08/11/2021, 18:37:19

    The Elf writes:

    Got to thinking about my personal favorite early RPG series and how similar yet different they were. The three are of course, Jon van Canegham's Might & Magic series, Richard Garriot's Ultima series, and D. W. Bradley's continuation of the old Wizardry series. (For those of you who weren't into computer games in the earliest days, the Wizardry series began with extremely primitive games with extremely primitive graphics. I don't remember who designed them, but the first one had nothing but blobs and line drawings for graphics. It featured a black background, with rectangular white lines representing dungeons. No lines appeared until you had moved a space or two, when areas you had "explored" began to appear. I think there may have been some cyan and magenta lines, but I can't swear to it. Worse yet, you couldn't play the second game in the series unless you continued with the characters you created in game one. It died with the third game.) After a few years, D. W. Bradley revived the series in full color with "three dimensional" graphics.

    Meanwhile, Richard Garriot was busy with Lord British and the Ultima series. Garriot probably qualifies as the first CRPG designer. His father was quite literally a rocket scientist in Austin, Texas, while his mother held a doctorate in something or other. Richard was in a rather progressive high school, which allowed him and some buddies to study computer programming and designing as a science project. He got an "A" for his project, a little RPG called Aklabeth. (Richard was a big fan of the Society for Creative Anachronism, and named the characters after himself and some friends who were also members, thus "Lord British," "Iolo", etc.) The game wasn't commercialized until many years later, when it was included in an Ultima album of games.

--- To-do list ---
1) Write out the part of the post about early RPG series starting at "Meanwhile, Richard Garriot" and ending at "album of games.".
2) Extend the post about early RPG series with the passage that would come next after its final sentence.
The records have nothing to do with the post about early RPG series.

--- Excerpts of pointing data ---
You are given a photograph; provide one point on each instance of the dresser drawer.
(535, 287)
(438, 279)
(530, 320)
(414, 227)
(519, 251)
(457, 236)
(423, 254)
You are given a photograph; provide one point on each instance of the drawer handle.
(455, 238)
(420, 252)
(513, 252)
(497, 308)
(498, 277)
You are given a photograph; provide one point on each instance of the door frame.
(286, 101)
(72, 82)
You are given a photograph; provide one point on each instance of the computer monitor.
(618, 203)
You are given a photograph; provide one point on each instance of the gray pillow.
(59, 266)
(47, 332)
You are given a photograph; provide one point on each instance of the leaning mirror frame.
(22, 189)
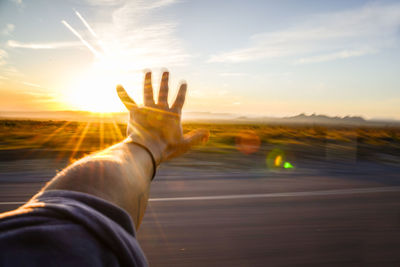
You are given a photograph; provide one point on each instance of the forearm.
(120, 174)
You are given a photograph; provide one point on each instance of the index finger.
(125, 98)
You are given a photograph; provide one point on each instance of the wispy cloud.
(324, 37)
(18, 2)
(8, 29)
(3, 55)
(337, 55)
(33, 85)
(84, 42)
(50, 45)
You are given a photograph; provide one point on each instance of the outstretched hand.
(158, 125)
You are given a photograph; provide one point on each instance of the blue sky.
(248, 57)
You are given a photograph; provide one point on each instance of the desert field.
(253, 195)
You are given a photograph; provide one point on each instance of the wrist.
(155, 147)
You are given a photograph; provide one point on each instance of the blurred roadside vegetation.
(74, 139)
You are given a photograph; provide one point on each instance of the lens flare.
(248, 142)
(278, 161)
(287, 165)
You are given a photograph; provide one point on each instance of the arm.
(122, 173)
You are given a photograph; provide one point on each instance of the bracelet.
(153, 160)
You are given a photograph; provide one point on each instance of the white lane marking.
(287, 194)
(271, 195)
(12, 203)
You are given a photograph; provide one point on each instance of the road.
(243, 218)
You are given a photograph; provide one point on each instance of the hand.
(158, 126)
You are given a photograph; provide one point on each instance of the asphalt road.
(299, 218)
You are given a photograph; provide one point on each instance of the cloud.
(18, 2)
(50, 45)
(337, 55)
(3, 55)
(8, 29)
(324, 37)
(135, 43)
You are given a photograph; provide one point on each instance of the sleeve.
(59, 228)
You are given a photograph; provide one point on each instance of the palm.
(158, 122)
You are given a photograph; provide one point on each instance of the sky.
(263, 58)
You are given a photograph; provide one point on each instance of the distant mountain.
(323, 119)
(121, 117)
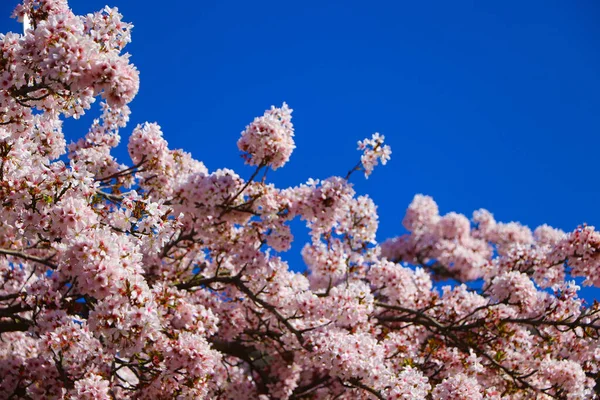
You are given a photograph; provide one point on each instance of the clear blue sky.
(485, 104)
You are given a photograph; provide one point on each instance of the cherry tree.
(159, 279)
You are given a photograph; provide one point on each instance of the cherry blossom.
(156, 277)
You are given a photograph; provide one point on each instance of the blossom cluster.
(158, 278)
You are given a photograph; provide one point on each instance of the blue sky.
(485, 104)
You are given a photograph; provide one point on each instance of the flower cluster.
(161, 279)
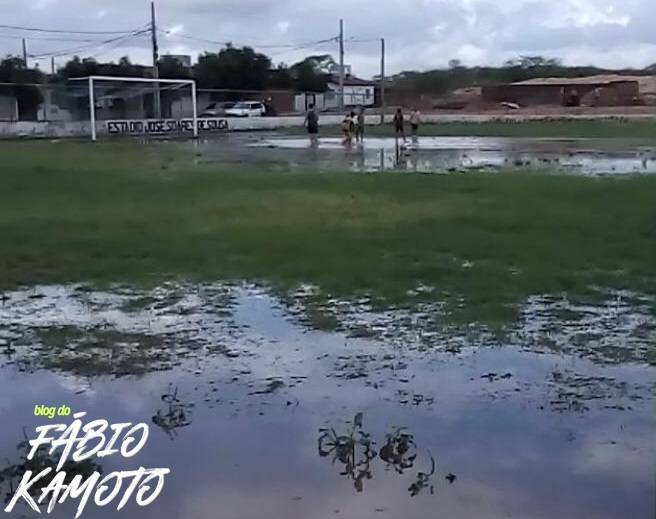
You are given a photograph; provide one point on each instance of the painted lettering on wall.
(164, 126)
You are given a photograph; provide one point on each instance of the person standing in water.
(312, 123)
(347, 128)
(359, 130)
(399, 124)
(415, 121)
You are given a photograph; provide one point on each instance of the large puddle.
(436, 154)
(390, 414)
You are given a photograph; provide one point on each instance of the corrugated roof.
(591, 80)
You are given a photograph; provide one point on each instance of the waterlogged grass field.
(557, 128)
(404, 336)
(115, 212)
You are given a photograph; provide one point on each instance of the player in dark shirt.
(399, 124)
(312, 123)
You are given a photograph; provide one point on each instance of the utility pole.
(341, 65)
(382, 81)
(156, 94)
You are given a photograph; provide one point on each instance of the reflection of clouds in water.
(510, 456)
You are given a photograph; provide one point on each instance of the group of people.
(354, 124)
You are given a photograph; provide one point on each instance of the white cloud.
(423, 35)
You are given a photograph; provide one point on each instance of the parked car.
(246, 109)
(216, 109)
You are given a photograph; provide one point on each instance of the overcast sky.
(420, 34)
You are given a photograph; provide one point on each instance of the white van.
(246, 109)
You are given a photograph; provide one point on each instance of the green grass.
(566, 129)
(118, 212)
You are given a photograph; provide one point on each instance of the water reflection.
(175, 416)
(12, 474)
(355, 451)
(503, 412)
(448, 154)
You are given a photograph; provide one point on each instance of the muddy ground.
(260, 409)
(433, 154)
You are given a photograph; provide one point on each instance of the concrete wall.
(29, 129)
(620, 93)
(8, 108)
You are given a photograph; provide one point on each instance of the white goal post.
(152, 86)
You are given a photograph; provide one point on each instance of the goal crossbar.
(92, 98)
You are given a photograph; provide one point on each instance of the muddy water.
(392, 414)
(437, 154)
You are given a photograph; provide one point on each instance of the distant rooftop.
(590, 80)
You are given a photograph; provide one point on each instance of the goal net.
(138, 106)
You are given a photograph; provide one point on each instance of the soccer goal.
(136, 106)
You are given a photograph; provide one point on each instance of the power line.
(61, 31)
(68, 52)
(256, 45)
(36, 38)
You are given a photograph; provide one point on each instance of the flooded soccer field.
(256, 412)
(310, 345)
(439, 154)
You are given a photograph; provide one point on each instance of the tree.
(233, 68)
(171, 68)
(280, 77)
(313, 73)
(24, 90)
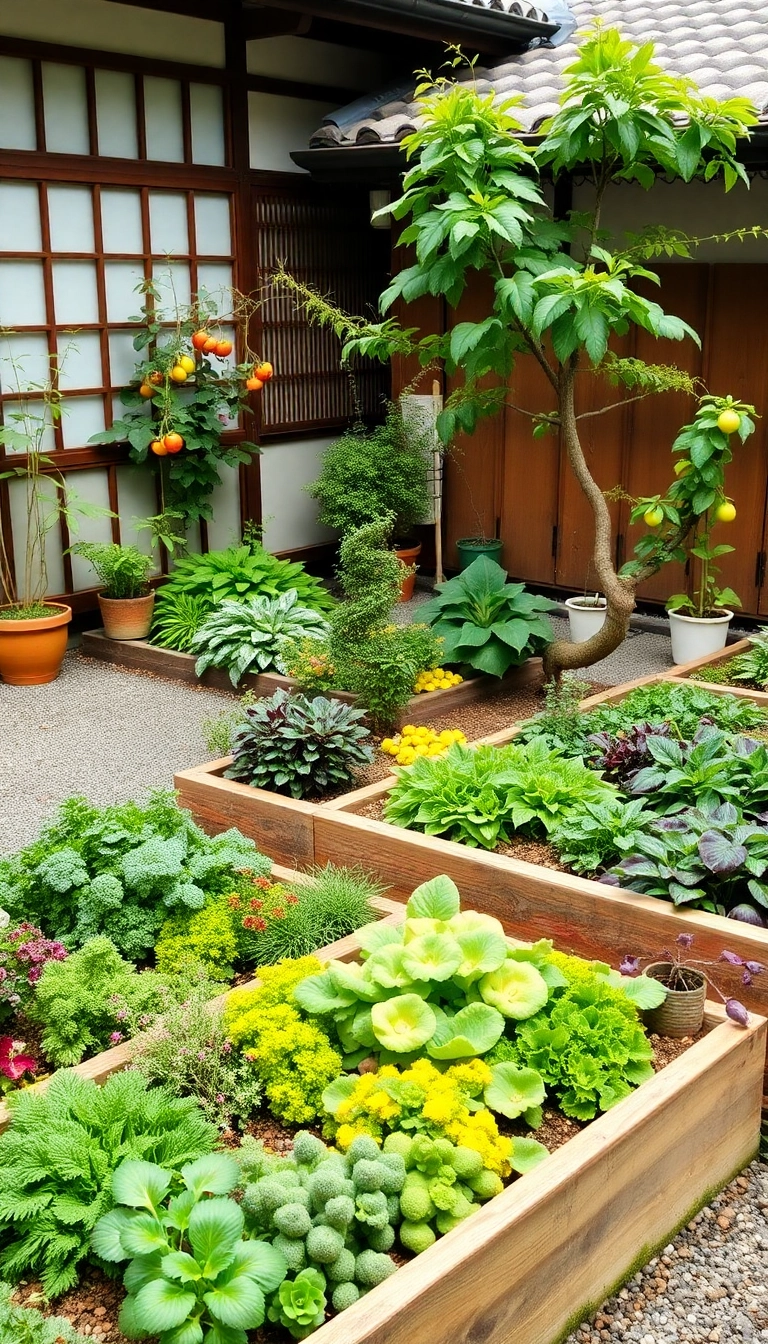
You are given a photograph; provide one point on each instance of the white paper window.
(81, 418)
(213, 226)
(116, 114)
(163, 118)
(16, 105)
(215, 281)
(80, 360)
(123, 303)
(74, 293)
(168, 227)
(121, 221)
(207, 117)
(70, 215)
(22, 295)
(54, 563)
(19, 215)
(65, 109)
(123, 358)
(174, 289)
(23, 360)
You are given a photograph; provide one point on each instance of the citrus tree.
(472, 203)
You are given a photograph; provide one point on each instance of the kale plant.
(58, 1157)
(593, 835)
(248, 636)
(119, 871)
(191, 1276)
(708, 859)
(486, 622)
(303, 747)
(480, 796)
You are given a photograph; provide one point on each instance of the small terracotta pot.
(31, 652)
(127, 617)
(682, 1011)
(408, 555)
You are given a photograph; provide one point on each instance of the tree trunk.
(619, 592)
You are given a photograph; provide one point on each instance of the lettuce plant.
(480, 796)
(486, 622)
(191, 1276)
(58, 1157)
(445, 983)
(248, 636)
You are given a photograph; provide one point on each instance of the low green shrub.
(246, 637)
(191, 1274)
(486, 622)
(482, 796)
(119, 871)
(58, 1157)
(303, 747)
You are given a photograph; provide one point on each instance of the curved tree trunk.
(619, 592)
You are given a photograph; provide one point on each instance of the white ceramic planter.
(696, 636)
(585, 621)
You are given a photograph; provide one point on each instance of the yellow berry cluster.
(436, 679)
(413, 742)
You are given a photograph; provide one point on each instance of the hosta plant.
(304, 747)
(191, 1278)
(709, 859)
(248, 636)
(480, 796)
(486, 622)
(238, 574)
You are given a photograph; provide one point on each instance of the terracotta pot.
(408, 555)
(682, 1011)
(127, 617)
(31, 652)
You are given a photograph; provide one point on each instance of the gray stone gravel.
(710, 1284)
(96, 730)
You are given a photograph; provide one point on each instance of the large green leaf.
(472, 1031)
(215, 1227)
(435, 899)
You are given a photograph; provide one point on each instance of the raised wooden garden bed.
(538, 1258)
(140, 656)
(683, 671)
(113, 1061)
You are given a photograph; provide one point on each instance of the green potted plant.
(34, 631)
(125, 598)
(369, 473)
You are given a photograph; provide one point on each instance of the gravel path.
(96, 730)
(709, 1285)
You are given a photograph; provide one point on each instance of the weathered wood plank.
(535, 1260)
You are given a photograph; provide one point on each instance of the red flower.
(12, 1062)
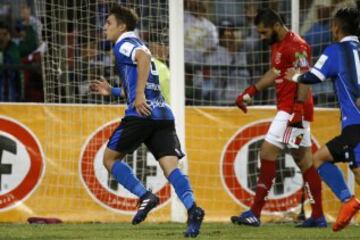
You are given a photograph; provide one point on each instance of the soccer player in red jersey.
(291, 125)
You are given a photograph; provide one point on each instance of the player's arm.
(325, 67)
(143, 60)
(102, 87)
(245, 97)
(305, 78)
(267, 80)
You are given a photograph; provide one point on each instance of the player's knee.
(305, 164)
(109, 159)
(356, 172)
(317, 160)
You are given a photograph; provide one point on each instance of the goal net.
(222, 55)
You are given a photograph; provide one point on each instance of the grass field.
(170, 231)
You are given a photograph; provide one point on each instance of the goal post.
(213, 52)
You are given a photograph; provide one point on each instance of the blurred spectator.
(201, 36)
(257, 53)
(316, 31)
(26, 31)
(221, 84)
(9, 62)
(318, 36)
(160, 51)
(200, 39)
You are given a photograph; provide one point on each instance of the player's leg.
(268, 155)
(356, 172)
(269, 152)
(312, 182)
(165, 146)
(125, 139)
(339, 149)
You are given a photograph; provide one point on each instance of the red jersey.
(292, 51)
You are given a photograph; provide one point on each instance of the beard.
(273, 39)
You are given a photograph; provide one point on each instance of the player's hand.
(290, 72)
(293, 136)
(101, 87)
(141, 105)
(297, 115)
(245, 98)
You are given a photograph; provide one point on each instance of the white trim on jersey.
(125, 35)
(318, 74)
(350, 38)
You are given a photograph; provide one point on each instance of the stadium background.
(53, 136)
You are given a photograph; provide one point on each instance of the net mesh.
(223, 55)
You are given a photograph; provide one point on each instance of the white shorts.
(277, 129)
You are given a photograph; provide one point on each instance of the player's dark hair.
(348, 20)
(268, 18)
(4, 26)
(125, 15)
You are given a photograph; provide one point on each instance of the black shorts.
(346, 147)
(159, 136)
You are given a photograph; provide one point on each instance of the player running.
(148, 119)
(291, 125)
(340, 62)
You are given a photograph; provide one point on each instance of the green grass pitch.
(172, 231)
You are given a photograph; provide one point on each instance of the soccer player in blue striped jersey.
(148, 119)
(341, 63)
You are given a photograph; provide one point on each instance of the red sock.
(267, 174)
(312, 179)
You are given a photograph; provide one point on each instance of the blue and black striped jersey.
(124, 51)
(340, 62)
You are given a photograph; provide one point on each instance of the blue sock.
(124, 175)
(182, 187)
(333, 177)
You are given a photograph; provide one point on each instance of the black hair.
(4, 26)
(348, 20)
(268, 17)
(125, 15)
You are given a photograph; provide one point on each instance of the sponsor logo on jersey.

--- Solved problems ---
1)
Meanwhile, Richard Garriot was busy with Lord British and the Ultima series. Garriot probably qualifies as the first CRPG designer. His father was quite literally a rocket scientist in Austin, Texas, while his mother held a doctorate in something or other. Richard was in a rather progressive high school, which allowed him and some buddies to study computer programming and designing as a science project. He got an "A" for his project, a little RPG called Aklabeth. (Richard was a big fan of the Society for Creative Anachronism, and named the characters after himself and some friends who were also members, thus "Lord British," "Iolo", etc.) The game wasn't commercialized until many years later, when it was included in an Ultima album of games.

2)
    Of course, we all know about JVC's Might and Magic. It was actually based on the original King's Bounty, the prototype for Heroes of Might and Magic.

    Funny thing, though: all three series had one thing in common: a medieval, Tolkien-esque land with fantasy characters and creatures wielding swords, bows, axes, and the like. Yet all three had been visited many years before by humans (or humanoids) in spacecraft. What triggered it? We'd long since flown to the moon, and people were no longer gaga about all things NASA.

    So: who started it? Who was first to have aliens in spacecraft? Whatever, I loved all three series.

    P. S. And who first had houses the hero could buy or build? I remember Being able to buy an abandoned castle in either MM1 or 2, but I don't remember the Elder Scrolls having them until Morrowind. I don't remember them in Arena, at all. Nor in Bane of the Cosmic Forge.